Prompt: Please keep the pictures out and write out exactly the lines from the first in the data below through the one containing "The service MUST place a point on the green foliage, one", both included.

Exercise materials:
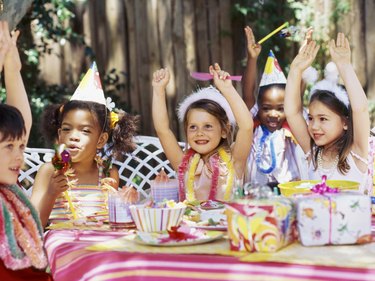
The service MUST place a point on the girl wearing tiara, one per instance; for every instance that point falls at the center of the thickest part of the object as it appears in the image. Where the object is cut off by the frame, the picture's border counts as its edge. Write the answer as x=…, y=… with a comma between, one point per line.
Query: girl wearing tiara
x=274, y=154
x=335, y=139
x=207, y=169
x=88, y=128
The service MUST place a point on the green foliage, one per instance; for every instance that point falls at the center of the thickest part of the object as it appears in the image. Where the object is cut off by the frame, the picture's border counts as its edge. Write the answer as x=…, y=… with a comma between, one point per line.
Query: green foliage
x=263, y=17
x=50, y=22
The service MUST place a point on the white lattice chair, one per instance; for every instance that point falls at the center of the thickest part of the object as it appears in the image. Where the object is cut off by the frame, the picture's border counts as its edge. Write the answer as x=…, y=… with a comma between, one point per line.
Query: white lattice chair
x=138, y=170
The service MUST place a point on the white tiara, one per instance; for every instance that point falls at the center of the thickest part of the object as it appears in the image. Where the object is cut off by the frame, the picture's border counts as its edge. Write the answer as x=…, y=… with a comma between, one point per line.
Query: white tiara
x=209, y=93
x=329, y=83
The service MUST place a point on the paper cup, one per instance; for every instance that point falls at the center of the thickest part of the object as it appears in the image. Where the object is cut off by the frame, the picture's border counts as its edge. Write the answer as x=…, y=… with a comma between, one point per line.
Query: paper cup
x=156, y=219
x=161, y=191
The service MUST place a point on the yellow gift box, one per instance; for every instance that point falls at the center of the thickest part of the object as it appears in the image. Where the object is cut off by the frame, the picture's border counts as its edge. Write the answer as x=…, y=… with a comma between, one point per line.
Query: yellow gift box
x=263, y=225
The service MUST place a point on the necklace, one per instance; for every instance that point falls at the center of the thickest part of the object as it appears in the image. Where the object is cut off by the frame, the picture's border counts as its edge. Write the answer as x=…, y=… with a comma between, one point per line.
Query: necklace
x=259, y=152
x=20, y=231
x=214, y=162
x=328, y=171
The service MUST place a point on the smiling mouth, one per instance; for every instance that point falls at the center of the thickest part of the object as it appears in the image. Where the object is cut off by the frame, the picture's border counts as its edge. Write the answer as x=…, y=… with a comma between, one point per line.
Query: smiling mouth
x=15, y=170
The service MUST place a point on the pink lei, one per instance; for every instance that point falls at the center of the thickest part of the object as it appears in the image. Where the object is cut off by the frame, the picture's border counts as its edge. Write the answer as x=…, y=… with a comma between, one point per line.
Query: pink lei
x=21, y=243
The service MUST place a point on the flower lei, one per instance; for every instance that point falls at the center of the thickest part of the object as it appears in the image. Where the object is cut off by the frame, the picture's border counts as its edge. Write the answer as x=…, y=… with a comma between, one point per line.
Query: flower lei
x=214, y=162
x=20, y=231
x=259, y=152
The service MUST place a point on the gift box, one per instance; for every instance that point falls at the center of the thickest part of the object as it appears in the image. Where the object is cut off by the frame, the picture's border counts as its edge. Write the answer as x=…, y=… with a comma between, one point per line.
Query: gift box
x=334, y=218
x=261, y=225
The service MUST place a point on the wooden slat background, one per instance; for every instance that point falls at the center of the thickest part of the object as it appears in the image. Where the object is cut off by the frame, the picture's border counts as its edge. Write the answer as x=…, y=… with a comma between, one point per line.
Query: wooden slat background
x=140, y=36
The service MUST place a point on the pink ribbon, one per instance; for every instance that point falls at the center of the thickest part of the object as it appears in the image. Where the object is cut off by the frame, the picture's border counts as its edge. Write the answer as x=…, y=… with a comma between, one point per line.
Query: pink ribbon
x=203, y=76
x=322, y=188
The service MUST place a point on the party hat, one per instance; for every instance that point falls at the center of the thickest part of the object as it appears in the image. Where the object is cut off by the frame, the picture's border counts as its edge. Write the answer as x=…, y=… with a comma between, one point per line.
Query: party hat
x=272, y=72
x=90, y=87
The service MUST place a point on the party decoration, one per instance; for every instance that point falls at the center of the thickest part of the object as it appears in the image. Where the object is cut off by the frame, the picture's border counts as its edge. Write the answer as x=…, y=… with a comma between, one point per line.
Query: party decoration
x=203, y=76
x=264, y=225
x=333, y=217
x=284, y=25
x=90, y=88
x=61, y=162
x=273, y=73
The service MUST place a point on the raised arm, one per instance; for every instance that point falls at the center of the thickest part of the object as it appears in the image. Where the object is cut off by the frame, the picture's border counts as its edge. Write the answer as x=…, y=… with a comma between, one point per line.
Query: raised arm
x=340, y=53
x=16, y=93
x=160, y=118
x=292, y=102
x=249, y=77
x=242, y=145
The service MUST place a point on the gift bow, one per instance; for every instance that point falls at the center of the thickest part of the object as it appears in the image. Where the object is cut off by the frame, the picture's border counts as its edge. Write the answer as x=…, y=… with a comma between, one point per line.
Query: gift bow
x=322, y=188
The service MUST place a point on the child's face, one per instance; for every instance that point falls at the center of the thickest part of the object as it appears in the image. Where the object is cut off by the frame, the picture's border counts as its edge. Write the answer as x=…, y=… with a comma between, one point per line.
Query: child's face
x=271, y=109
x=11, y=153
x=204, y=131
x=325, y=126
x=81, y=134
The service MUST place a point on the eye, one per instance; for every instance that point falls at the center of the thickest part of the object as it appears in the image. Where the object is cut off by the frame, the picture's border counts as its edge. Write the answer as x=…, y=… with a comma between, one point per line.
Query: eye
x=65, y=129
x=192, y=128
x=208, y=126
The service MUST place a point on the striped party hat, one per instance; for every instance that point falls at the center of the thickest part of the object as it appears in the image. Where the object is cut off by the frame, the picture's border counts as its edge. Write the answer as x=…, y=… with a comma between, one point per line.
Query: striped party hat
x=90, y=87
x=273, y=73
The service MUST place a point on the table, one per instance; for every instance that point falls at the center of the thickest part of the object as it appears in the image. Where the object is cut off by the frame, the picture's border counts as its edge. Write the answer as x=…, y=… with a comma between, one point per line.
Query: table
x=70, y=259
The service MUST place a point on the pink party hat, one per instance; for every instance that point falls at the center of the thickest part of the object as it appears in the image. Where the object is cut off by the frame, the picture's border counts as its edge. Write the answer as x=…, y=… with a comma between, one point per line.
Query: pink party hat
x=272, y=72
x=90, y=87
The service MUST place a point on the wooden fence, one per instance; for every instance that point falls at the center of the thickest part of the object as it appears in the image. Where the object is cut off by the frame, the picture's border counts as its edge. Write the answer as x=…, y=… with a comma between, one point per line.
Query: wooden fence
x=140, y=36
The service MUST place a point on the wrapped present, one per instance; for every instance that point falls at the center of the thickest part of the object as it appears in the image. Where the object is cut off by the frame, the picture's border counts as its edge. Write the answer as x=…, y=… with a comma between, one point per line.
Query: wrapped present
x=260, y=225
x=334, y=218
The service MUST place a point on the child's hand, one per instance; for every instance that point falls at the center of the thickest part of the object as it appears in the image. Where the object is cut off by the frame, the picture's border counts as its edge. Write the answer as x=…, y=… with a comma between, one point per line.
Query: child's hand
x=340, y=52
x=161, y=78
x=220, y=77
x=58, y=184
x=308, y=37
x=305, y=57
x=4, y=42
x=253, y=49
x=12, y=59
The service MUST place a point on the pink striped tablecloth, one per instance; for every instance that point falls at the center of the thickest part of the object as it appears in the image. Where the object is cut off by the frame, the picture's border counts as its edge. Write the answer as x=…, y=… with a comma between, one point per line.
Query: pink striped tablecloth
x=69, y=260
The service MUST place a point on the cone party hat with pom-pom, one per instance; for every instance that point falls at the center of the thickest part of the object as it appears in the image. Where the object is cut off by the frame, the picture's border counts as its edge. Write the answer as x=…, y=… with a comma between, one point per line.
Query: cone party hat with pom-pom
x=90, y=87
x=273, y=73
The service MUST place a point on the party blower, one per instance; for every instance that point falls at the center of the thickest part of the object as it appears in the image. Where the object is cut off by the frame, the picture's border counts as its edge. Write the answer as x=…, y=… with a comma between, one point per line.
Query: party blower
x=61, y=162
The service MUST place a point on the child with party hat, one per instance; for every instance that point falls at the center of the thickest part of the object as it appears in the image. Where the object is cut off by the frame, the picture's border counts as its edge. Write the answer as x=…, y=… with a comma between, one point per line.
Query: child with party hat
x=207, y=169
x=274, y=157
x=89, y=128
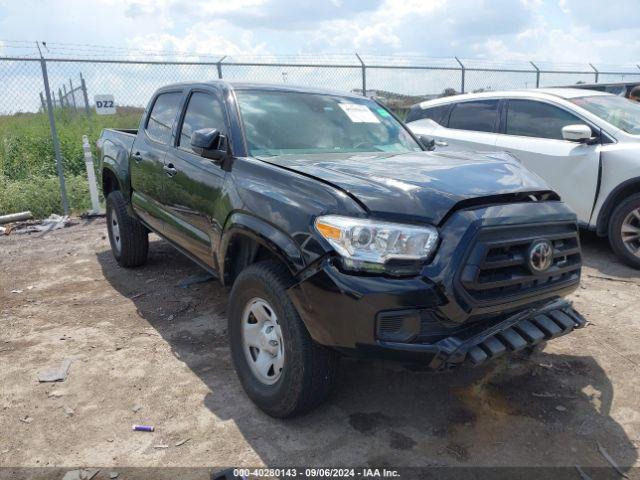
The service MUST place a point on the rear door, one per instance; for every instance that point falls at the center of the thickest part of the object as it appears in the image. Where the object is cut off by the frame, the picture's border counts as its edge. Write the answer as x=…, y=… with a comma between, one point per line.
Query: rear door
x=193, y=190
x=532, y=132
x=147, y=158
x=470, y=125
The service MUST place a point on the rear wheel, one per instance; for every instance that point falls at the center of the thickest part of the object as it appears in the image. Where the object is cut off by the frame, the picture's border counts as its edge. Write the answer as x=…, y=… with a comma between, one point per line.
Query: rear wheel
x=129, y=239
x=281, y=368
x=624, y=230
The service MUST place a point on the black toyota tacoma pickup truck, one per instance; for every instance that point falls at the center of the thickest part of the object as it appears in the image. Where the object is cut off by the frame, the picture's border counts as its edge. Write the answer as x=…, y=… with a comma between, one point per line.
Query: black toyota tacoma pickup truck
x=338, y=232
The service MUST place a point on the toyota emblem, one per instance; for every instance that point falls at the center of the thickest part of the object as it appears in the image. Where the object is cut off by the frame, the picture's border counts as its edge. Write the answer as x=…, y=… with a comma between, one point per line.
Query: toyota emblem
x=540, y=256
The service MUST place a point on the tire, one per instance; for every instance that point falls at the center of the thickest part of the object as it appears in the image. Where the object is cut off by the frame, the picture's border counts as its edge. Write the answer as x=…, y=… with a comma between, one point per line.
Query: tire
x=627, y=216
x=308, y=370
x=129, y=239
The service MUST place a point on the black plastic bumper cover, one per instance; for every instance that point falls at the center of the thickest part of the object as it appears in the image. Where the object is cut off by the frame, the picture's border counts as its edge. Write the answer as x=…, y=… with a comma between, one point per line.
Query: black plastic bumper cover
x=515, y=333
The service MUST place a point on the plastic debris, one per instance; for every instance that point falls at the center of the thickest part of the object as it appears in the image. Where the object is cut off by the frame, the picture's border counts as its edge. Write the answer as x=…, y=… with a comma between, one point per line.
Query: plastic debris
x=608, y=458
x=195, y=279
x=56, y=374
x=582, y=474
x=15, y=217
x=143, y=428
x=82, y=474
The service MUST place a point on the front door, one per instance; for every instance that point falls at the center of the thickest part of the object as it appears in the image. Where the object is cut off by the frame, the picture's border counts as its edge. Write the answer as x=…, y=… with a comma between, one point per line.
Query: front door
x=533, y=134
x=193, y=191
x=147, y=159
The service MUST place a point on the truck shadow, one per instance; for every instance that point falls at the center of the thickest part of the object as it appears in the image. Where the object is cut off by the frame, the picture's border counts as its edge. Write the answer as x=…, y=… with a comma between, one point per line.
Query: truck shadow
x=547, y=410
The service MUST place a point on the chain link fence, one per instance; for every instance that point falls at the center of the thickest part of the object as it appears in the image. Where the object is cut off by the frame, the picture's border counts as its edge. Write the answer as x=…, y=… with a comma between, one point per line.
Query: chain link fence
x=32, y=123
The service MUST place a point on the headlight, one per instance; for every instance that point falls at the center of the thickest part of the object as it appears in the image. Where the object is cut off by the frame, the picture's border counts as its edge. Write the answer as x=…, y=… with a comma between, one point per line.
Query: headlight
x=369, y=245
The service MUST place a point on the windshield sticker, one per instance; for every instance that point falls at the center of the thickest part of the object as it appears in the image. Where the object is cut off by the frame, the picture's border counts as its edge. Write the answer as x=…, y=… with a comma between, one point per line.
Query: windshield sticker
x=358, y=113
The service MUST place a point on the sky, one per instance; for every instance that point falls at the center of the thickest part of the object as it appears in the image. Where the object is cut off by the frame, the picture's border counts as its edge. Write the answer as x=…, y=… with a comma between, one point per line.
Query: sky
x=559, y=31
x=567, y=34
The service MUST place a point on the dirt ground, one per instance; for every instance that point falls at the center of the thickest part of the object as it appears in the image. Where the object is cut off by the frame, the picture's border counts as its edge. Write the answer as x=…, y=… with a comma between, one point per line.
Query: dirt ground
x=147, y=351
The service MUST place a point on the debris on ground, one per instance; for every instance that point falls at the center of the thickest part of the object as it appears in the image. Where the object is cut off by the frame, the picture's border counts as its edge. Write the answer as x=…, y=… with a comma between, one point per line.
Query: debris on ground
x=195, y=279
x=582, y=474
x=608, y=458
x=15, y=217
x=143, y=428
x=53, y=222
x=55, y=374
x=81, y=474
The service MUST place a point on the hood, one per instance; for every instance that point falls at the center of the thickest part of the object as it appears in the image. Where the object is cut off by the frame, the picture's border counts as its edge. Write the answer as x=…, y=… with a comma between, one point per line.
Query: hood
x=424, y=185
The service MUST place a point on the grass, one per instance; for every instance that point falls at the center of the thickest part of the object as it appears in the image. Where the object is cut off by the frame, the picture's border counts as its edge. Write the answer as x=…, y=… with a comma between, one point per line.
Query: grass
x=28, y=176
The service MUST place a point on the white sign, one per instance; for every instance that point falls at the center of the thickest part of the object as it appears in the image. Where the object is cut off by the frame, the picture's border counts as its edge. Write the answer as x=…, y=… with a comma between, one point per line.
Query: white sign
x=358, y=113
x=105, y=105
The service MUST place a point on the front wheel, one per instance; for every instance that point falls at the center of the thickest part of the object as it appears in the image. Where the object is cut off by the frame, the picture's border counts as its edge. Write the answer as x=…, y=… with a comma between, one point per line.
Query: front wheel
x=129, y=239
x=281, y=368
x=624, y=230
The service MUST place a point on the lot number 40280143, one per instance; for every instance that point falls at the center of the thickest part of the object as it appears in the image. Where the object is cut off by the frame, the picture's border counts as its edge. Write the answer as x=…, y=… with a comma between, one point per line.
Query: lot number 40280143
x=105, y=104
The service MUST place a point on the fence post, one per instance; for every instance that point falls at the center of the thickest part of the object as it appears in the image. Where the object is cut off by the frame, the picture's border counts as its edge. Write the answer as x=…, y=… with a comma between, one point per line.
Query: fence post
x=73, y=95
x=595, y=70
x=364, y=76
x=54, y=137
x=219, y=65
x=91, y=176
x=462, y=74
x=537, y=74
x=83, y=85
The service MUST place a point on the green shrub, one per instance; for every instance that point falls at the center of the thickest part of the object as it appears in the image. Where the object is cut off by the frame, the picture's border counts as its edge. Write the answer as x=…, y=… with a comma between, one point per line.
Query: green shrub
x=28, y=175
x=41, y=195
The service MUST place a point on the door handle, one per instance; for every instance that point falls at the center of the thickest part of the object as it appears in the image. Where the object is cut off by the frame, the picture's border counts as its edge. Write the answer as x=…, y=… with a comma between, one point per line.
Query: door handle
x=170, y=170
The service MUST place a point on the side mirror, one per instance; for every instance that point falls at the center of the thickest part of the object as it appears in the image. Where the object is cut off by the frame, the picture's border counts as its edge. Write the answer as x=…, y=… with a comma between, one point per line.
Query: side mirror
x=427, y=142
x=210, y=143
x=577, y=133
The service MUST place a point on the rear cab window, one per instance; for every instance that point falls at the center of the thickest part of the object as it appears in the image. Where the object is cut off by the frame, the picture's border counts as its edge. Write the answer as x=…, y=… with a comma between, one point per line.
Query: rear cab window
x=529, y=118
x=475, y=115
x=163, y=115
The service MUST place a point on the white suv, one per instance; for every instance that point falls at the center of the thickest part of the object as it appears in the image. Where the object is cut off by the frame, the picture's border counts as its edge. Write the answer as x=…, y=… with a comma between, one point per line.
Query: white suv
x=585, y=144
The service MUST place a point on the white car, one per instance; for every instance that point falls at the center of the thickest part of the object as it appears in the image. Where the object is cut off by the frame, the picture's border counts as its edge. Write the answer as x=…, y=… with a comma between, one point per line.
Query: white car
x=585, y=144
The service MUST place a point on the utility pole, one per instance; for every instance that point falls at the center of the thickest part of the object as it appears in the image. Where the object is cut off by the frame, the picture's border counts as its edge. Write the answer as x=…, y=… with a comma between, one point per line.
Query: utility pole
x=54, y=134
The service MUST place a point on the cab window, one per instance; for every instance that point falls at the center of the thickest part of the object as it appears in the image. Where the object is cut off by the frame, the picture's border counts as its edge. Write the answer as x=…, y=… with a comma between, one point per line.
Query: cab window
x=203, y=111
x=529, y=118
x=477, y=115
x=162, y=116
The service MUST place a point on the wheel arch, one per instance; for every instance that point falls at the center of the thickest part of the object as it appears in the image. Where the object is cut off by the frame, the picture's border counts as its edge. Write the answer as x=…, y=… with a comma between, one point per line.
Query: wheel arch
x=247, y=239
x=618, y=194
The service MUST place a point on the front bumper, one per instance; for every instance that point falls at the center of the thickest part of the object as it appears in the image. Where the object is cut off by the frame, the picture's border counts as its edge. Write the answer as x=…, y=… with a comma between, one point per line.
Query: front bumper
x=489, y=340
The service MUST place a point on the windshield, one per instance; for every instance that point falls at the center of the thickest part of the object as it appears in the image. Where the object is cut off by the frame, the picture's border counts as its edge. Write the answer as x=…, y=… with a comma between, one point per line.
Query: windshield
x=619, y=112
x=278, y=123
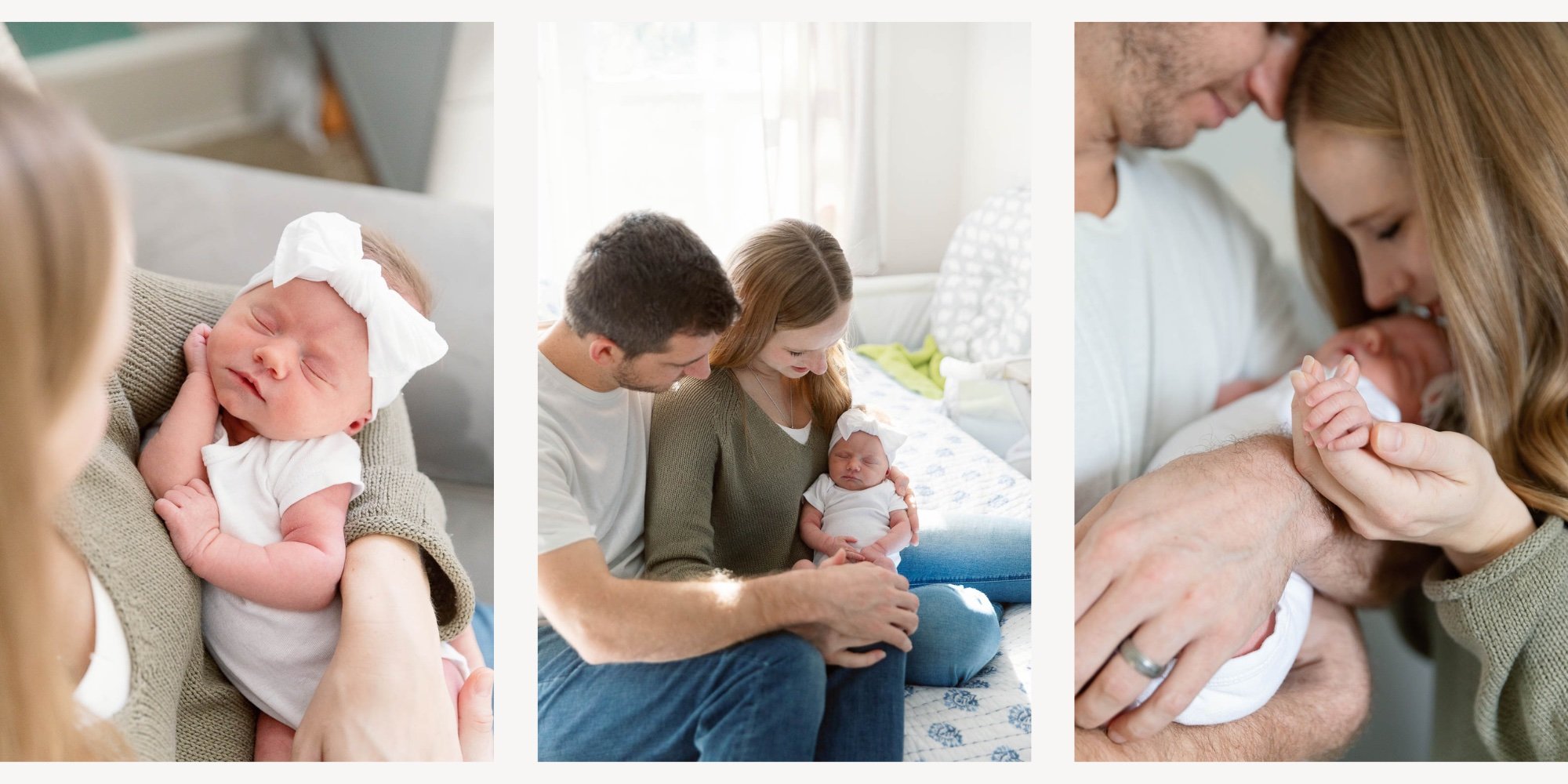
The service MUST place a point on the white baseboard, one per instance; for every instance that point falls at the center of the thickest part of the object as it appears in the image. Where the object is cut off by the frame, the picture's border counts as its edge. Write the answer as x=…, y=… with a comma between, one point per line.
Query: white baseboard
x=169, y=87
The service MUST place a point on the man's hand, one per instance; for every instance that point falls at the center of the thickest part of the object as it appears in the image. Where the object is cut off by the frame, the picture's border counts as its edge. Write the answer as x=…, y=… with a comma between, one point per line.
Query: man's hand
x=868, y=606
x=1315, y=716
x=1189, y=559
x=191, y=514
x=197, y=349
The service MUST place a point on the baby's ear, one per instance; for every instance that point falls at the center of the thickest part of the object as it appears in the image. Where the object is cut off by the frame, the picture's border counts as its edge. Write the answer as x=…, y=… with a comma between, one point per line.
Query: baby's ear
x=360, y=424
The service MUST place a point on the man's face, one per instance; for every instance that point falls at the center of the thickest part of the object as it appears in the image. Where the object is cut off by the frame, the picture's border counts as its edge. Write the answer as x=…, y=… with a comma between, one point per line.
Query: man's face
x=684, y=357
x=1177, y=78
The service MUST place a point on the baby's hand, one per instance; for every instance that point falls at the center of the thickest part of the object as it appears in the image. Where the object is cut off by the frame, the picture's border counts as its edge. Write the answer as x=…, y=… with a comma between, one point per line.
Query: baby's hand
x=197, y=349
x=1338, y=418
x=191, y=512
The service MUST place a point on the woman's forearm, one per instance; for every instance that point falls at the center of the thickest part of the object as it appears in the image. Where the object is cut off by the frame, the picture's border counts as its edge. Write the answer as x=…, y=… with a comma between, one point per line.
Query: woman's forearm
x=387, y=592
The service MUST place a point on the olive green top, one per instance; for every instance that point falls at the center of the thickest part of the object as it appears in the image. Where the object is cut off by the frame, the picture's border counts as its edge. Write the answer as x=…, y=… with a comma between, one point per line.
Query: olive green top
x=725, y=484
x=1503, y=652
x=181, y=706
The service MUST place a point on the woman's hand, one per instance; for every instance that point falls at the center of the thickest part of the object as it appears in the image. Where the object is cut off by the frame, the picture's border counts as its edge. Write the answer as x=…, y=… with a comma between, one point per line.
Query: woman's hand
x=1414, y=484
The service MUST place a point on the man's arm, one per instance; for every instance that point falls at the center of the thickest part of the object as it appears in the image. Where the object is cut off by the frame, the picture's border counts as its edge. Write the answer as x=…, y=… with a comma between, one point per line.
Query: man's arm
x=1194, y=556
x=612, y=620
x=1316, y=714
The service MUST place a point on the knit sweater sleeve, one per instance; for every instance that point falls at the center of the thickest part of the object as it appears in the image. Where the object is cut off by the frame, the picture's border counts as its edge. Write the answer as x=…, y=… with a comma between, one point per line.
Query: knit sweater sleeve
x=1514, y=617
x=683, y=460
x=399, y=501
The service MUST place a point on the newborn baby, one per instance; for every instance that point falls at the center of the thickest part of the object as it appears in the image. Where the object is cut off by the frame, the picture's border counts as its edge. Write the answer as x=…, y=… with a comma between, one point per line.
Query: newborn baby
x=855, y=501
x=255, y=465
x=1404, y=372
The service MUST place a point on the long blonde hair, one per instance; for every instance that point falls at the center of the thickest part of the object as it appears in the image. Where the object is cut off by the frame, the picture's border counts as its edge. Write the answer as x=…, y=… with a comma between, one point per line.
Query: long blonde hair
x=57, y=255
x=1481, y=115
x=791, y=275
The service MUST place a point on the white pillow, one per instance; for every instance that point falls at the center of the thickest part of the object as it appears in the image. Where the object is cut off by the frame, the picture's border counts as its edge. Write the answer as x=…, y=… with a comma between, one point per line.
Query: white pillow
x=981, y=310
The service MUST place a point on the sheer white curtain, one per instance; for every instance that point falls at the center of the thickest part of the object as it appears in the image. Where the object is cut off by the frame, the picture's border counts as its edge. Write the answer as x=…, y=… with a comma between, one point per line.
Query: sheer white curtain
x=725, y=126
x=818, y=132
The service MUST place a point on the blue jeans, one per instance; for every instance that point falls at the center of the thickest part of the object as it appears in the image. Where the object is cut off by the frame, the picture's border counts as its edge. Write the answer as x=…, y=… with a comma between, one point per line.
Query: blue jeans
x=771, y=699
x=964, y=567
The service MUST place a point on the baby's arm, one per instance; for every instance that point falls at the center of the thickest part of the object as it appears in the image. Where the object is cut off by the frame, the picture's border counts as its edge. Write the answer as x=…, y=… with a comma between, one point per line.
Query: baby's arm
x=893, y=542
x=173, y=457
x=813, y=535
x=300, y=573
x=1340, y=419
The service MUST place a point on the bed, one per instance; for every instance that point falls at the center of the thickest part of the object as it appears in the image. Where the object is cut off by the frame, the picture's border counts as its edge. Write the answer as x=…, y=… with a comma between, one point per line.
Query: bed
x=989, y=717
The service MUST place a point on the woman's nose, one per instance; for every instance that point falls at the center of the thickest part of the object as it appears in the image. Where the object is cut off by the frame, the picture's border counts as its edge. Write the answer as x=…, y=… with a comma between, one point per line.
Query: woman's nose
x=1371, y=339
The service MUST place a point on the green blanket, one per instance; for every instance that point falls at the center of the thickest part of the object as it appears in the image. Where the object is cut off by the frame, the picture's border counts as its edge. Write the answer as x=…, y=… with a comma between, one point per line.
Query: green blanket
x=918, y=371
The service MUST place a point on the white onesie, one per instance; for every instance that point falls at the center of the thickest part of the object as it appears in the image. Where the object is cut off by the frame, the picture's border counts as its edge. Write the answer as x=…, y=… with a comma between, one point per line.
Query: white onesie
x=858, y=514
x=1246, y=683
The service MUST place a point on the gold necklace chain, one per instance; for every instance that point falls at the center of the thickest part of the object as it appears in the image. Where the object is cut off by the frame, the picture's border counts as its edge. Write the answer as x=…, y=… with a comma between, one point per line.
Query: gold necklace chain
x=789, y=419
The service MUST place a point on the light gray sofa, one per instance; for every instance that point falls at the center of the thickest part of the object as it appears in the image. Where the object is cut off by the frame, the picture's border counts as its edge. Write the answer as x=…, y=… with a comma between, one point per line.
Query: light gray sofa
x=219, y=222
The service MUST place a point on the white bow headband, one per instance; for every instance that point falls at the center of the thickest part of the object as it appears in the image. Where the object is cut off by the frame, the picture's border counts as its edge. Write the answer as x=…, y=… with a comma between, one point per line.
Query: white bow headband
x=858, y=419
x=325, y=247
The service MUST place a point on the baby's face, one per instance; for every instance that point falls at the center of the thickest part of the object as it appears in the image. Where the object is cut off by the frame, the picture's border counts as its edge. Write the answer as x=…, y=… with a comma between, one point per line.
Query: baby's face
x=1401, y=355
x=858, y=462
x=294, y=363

Task solution:
The service MUST place a point on the girl wearing tiara, one per instance; for every instance that point falls at the center of the thickest part of the object as it appears in the image. Where the object is cut off by the frame, the picture's border counts as its edge. Write the answer as x=…, y=… with a comma between, one point per line.
Query: girl wearing tiara
x=274, y=154
x=335, y=139
x=207, y=169
x=88, y=128
The service MUST place a point on the green foliage, one per instance; for every instance that point falls at the center of the thickest part of the object as it appears in the image. Where the object is cut off by the frame, the picture's border counts as its edge. Write the answer as x=…, y=… with a comma between, one point per line.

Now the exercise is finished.